Your answer should hold only the lines from the start of the data below through the line with "compact form (797,1026).", copied exactly, with pictures left out.

**Natural-language object grounding data:**
==*==

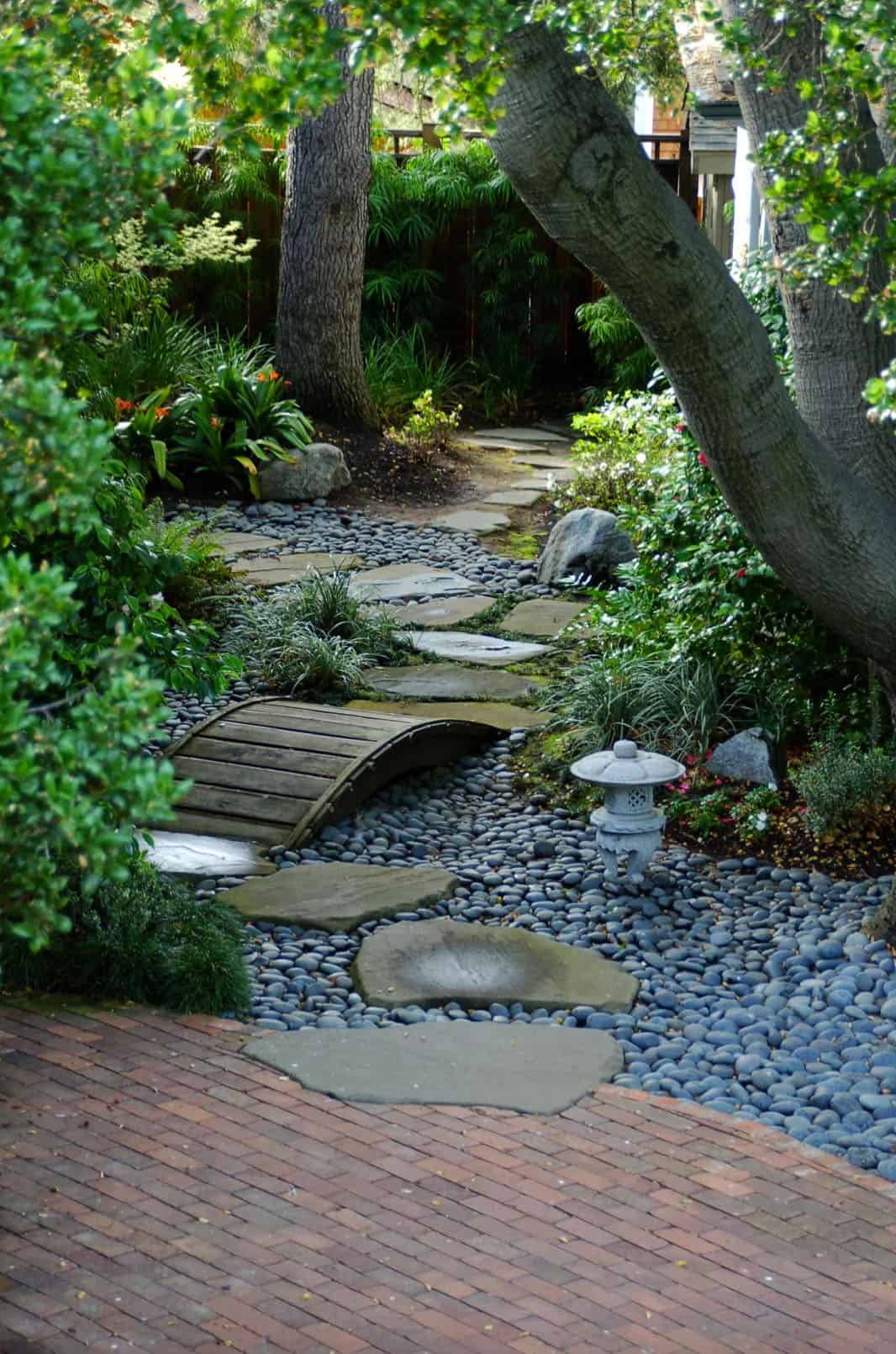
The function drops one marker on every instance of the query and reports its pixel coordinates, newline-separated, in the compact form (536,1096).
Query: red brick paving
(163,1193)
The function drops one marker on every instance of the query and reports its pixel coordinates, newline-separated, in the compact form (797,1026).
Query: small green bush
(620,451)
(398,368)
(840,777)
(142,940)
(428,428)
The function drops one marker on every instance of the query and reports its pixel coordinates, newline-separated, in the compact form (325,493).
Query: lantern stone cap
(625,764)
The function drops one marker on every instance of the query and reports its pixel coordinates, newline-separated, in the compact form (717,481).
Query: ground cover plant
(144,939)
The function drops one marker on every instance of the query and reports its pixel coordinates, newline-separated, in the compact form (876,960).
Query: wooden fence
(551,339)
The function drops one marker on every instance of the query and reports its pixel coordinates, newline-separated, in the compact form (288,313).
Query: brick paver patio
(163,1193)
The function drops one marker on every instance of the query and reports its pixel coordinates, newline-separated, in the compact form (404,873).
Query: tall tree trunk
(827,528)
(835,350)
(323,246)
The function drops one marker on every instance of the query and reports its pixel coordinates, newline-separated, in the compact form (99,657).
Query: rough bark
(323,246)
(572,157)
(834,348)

==*==

**Output of the task:**
The function drops one marker on every instance of the query and reports its pixel coordinates, newline-separated, in the compact form (536,1096).
Query: red brick paving
(163,1193)
The function drops one marker on every instance of the query and reports its pixel coordinates, newline-separated, in the compact form (797,1026).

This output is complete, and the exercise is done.